===== Text section =====

Monday, January 24, 2011

Ultimatum

The sun came up awhile ago. The garbage trucks have picked up the usual. The sound of the buses have returned. The birds chirp once again. The dumb dog who barks at everything is outside taking its daily poop. The aroma released from the brown juice pulls all that is groggy toward it. The shower steams up the bathroom. A typical monday morning.. Oh wait, I haven't slept yet.

Insomnia. I haven't had insomnia for little over a week now. Same reasons, different time. I have no regrets about the past weeks. Although I managed to get nothing done, I find myself in a better position than I was 72 hours ago. I guess I need something intense in my life for me to realize certain things.

I am currently reading a short novel by Allen Carr. It's to prevent me from smoking. Although I have had the occasional light from here to there, I do in fact intend to quit smoking. I want to live a longer, healthier lifestyle. It's teaching me all sorts about being fearless during the process. I am starting to have a better understanding of fear.

===== Extracted data =====

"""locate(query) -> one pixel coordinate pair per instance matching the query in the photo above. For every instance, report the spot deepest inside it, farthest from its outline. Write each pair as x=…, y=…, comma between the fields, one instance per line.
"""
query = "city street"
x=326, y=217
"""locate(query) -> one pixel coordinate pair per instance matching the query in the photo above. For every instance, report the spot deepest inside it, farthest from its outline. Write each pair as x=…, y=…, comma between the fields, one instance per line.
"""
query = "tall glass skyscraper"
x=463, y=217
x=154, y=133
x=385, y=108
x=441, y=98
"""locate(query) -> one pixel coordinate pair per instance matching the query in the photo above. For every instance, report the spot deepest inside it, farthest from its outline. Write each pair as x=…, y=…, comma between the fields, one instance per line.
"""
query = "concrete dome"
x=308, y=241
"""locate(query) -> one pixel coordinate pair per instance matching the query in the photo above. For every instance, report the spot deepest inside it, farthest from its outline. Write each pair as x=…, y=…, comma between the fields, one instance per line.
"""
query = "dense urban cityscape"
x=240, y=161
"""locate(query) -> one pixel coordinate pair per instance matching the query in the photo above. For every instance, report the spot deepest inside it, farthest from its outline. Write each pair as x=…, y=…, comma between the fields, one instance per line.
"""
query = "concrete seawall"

=====

Problem details. Using the Ultimatum post, decide whether each statement agrees with it: (a) The writer has not slept yet. (b) The writer has fully stopped smoking. (c) The writer regrets the past weeks. Answer yes or no for each, quoting the words of the post that settle it. The listing above was taken from a different source than the text.

Written reply.
(a) Yes: "Oh wait, I haven't slept yet."
(b) No: "Although I have had the occasional light from here to there, I do in fact intend to quit smoking."
(c) No: "I have no regrets about the past weeks."